▶ What you need to do
Across the listing below, count the lines containing "worker". Answer with that number only.

▶ Extracted data

◆ ◆ ◆ ◆ ◆ ◆ ◆

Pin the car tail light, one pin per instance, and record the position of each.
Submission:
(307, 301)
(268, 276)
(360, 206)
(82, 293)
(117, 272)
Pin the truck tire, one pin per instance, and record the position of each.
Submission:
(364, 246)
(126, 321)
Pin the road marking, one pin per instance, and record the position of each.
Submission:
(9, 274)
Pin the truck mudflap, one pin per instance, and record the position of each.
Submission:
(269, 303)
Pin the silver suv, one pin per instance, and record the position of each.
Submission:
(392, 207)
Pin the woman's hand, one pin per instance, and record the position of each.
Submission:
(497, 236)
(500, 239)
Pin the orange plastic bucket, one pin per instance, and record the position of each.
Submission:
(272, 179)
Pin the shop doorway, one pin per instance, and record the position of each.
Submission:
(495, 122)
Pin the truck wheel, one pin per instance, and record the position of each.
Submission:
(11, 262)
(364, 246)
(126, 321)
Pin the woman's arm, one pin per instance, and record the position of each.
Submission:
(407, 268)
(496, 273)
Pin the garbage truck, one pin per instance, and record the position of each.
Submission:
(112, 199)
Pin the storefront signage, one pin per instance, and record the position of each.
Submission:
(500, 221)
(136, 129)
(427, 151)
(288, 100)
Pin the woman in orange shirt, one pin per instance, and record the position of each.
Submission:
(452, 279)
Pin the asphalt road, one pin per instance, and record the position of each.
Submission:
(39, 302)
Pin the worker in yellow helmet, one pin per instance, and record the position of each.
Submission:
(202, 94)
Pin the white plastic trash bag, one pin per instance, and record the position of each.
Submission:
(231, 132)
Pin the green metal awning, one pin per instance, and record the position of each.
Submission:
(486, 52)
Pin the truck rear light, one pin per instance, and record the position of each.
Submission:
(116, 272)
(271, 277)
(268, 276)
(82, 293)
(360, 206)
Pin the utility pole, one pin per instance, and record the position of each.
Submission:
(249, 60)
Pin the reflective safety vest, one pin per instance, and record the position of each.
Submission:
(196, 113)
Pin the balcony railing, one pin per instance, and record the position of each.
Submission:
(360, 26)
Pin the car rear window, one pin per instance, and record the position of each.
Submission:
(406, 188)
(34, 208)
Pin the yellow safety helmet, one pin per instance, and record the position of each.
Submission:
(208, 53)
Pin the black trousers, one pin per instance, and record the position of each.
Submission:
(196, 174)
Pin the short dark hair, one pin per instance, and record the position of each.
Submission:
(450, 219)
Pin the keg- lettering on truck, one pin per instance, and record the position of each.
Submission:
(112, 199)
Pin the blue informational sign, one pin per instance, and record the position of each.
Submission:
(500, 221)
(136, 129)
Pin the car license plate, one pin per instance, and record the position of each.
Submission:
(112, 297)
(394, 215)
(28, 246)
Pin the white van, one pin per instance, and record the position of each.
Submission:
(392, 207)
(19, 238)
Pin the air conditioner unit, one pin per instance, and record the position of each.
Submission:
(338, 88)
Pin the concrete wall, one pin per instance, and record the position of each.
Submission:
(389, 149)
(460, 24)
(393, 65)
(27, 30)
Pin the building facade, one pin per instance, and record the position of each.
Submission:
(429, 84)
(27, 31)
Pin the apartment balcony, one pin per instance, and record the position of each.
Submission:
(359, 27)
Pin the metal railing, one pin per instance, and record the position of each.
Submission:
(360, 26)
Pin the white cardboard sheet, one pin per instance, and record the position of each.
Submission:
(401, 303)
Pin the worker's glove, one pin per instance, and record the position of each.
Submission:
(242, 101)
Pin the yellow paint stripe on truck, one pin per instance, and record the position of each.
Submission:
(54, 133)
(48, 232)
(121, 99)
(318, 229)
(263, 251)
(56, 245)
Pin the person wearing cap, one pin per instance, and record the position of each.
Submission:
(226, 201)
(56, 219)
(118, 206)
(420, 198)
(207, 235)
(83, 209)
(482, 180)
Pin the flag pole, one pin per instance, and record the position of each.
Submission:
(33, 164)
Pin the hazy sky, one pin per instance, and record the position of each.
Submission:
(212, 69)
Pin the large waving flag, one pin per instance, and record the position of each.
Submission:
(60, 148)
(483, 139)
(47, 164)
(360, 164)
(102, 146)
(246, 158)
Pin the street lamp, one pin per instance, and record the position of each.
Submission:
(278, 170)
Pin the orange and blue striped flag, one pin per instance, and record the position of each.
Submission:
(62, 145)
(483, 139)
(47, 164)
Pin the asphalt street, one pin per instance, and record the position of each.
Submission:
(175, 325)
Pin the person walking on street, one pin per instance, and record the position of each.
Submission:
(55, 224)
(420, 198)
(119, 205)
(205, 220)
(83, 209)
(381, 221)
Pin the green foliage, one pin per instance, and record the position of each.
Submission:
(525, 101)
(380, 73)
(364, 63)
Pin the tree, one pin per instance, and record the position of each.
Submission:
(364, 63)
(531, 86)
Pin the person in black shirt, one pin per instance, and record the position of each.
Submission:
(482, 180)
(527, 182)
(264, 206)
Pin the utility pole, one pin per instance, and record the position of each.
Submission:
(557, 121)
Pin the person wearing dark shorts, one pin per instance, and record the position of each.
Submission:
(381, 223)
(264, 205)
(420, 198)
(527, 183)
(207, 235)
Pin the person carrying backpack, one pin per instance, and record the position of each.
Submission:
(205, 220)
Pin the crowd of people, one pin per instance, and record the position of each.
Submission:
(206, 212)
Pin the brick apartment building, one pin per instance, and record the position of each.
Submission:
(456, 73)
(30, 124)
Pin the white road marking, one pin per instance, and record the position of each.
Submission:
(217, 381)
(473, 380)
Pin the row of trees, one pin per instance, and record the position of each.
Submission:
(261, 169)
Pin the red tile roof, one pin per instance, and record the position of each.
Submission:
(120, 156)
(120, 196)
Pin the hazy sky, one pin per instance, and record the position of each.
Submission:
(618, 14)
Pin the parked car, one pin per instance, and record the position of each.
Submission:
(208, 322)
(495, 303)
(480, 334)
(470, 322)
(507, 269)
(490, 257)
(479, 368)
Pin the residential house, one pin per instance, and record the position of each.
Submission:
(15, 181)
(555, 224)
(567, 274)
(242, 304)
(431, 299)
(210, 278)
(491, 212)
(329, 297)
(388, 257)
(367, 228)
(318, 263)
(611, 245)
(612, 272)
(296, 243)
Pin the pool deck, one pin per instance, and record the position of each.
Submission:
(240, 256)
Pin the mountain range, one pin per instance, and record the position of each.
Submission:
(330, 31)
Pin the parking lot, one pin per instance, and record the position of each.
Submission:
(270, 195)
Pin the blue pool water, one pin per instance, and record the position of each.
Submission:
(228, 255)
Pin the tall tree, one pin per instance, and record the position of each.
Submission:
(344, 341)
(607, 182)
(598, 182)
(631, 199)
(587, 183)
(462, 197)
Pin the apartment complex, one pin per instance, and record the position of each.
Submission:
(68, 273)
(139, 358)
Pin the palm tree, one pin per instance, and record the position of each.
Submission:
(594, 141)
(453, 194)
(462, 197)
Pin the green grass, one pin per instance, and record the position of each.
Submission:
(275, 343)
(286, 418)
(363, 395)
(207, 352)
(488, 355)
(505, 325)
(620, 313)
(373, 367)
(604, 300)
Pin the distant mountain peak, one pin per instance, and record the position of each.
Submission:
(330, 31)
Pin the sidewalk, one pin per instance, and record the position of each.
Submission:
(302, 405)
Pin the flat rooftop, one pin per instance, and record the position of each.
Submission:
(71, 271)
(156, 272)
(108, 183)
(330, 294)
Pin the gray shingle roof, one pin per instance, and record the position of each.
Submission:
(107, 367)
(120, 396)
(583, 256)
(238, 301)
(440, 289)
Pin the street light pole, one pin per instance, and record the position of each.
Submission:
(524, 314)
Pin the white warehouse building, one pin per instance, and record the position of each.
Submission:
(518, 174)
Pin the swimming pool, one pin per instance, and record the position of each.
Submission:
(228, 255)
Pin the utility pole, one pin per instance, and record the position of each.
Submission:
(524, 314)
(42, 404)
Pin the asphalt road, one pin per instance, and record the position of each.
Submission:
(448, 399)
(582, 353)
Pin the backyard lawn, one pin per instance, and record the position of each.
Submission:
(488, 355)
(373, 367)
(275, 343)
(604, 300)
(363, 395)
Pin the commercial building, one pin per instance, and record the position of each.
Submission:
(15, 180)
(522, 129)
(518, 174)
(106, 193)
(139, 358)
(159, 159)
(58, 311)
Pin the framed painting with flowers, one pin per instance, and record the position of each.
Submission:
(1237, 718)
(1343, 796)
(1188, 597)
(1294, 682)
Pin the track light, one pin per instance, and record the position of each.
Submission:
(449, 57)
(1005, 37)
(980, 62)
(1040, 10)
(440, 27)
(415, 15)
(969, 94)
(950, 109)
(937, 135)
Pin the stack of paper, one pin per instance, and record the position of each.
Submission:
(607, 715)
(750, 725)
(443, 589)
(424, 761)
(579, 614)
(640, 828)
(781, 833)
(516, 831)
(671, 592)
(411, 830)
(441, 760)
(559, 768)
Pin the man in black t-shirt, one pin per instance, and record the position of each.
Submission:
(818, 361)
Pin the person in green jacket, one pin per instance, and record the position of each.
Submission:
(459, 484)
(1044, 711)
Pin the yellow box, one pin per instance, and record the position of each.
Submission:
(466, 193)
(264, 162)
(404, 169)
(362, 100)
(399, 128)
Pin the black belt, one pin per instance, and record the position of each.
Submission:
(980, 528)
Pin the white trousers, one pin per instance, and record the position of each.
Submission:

◆ ◆ ◆ ◆ ◆ ◆ ◆

▶ Your response
2